#### [Selected text]
* * *
The Treaty becomes operational when 50 countries have ratified it. The two, by far largest, arms exporters are the USA and Russia, followed some way down the field by China, Ukraine, Germany, France, UK, Italy, Netherlands and Spain, in that order of value of sales; total arms sales are something like $70 billion a year (which is only a fraction of total military spending at $1738 billion in 2011). The Treaty does not cover arms sales to non-state bodies, a reason why Syria voted against the Treaty (though states are required to prevent weapons reaching the black market). WILPF have pointed out that while gender-based violence is included as a criterion, it is not as strong and detailed as it could be.
There will be ratification troubles ahead. In the USA, Republicans and domestic gun lobbyists who persist in seeing the Treaty as an assault on their constitutionally-stated right to hold arms as citizens (despite a clause referring to the international nature of the Treaty), or an undue interference with the state’s right to do whatever it wants, will make ratification difficult. Major manufacturers like China and Russia are unlikely to sign in the short term, and apart from anything else, signing for Russia would make supplying the Syrian regime outside of acceptable criteria. And despite rhetoric from someone like British Prime Minister David Cameron in support of the Treaty, he obviously has no problems with sales to reactionary Gulf or other states – and Tony Blair’s government sold weapons to both India and Pakistan when they were threatening each other with nuclear war, and this was after Blair’s promise of an ‘ethical’ foreign policy. There can also be increasing militarisation in society with decreasing expenditure on the military, as with the current example of Britain.
One problem with the arms trade is that it is, in one way or another, ‘dead’ money for the purchaser. Even if it is never used militarily, arms sales by their nature remove money from the purchaser which could be used for the purposes of human development – economic development, education, or health services. Even for producer countries, subsidies to arms producers are poor value in terms of job creation (investment in health or education produces more jobs), and are certainly not doing anything productive.
* * *
#### [Problem details]
Continue the text on the Arms Trade Treaty and the arms trade, starting right after its final sentence.
* * *
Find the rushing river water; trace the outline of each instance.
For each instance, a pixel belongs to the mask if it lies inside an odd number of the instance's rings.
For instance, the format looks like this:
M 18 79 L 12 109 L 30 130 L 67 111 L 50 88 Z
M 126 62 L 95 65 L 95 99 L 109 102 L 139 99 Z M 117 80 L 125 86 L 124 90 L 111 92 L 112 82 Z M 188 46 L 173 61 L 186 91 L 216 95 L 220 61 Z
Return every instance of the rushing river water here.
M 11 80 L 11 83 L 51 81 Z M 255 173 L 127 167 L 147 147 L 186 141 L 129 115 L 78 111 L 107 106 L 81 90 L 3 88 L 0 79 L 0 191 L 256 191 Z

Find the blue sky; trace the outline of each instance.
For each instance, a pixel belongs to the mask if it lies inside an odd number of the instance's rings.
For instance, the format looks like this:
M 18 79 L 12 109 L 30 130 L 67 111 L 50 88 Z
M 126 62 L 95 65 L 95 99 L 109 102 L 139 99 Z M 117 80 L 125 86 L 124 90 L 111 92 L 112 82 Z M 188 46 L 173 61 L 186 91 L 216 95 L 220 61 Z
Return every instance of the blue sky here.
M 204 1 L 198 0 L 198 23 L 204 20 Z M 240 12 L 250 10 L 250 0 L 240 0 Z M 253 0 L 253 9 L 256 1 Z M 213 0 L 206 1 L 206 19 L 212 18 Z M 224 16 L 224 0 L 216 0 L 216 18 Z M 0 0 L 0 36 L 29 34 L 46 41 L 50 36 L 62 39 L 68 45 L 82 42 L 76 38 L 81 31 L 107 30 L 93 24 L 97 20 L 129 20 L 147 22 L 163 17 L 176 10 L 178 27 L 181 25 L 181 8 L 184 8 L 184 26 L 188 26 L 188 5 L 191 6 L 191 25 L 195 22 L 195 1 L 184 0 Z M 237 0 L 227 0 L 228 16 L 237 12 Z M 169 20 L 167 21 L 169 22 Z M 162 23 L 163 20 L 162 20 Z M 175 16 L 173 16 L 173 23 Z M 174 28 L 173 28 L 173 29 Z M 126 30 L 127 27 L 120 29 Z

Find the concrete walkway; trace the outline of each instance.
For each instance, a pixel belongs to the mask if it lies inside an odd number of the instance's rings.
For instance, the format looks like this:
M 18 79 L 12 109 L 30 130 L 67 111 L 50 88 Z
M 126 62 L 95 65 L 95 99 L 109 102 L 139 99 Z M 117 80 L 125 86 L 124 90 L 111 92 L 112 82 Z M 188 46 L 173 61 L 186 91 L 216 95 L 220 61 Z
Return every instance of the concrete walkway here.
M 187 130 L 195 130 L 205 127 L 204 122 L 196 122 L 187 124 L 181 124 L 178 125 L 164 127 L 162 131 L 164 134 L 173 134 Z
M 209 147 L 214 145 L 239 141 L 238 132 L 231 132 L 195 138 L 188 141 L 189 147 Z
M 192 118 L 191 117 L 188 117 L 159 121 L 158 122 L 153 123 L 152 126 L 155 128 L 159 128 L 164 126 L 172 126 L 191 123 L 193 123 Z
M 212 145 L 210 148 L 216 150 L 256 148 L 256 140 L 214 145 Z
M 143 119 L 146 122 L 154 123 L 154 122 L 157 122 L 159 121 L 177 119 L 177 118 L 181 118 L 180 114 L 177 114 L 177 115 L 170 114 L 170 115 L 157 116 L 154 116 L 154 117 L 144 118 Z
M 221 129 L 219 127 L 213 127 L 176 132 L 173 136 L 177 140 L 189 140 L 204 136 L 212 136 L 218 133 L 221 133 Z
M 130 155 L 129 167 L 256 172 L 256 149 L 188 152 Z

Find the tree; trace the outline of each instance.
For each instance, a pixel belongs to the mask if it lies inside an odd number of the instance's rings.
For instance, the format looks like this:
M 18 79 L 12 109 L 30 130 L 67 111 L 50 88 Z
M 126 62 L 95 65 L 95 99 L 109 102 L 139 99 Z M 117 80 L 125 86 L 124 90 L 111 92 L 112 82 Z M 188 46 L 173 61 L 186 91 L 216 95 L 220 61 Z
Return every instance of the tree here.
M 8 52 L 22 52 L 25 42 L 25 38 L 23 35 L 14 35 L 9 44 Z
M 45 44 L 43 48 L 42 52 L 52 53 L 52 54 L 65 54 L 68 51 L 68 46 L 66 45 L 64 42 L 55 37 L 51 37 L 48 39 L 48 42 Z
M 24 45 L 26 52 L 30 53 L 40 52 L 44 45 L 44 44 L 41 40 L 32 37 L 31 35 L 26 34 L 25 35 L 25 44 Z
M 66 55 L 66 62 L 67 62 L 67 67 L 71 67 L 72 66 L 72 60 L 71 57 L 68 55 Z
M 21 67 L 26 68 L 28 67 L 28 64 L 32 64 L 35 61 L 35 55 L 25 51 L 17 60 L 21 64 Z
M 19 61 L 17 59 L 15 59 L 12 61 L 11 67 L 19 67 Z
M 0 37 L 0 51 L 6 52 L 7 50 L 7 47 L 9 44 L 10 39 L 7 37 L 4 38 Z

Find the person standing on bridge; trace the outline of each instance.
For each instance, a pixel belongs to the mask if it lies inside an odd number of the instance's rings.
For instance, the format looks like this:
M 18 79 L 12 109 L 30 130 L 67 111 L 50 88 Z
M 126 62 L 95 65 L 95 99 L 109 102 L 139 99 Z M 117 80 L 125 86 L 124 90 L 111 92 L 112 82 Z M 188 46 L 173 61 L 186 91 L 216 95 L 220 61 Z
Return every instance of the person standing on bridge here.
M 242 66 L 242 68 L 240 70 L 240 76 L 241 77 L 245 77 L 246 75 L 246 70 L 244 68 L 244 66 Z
* * *
#### [Result of this exercise]
The arms trade will continue and part of the problem is that, in the global world of shifting regimes, alliances and realities, today’s ‘friendly’ regime may be tomorrow’s ‘deadly’ enemy. So an arms export which does not stand outside UN arms trade criteria today can be arming a regime or country to the teeth which would not fit the criteria for arms exports tomorrow. Apart from that, it is still possible to be a very repressive regime and yet tick the boxes; in a few years’ time, perhaps not so many of those boxes might be ticked but when countries have weapons most will have no compunction about using them internally if need be.
Perhaps our own responses to the Treaty depend on a) our theory of change, and b) our perception of military force. If we have an incremental view of change, we may feel this Treaty is a step in the right direction, that even though it has loopholes and lack of enforcement capability, the fact that it exists can be used to name, shame and force countries to fulfil their obligations in this matter. In this thinking, something is better than nothing and some resistance from major arms exporters would indicate that it is on the right track. There are now criteria which exist by which the arms trade can be judged. It is possible to be a radical incrementalist as well as a liberal one.
If we perceive of military force in defence of a state as a fundamental right, and basically good, we are likely to have a limited critique of the arms trade. In this argument, people need armaments to defend themselves – the problem is when arms are used inappropriately to attack others, enforce brutal control, and deny democracy and human rights. However in this argument arms are necessary for the defence of a state and its territory and therefore the arms trade can be ‘a good thing’.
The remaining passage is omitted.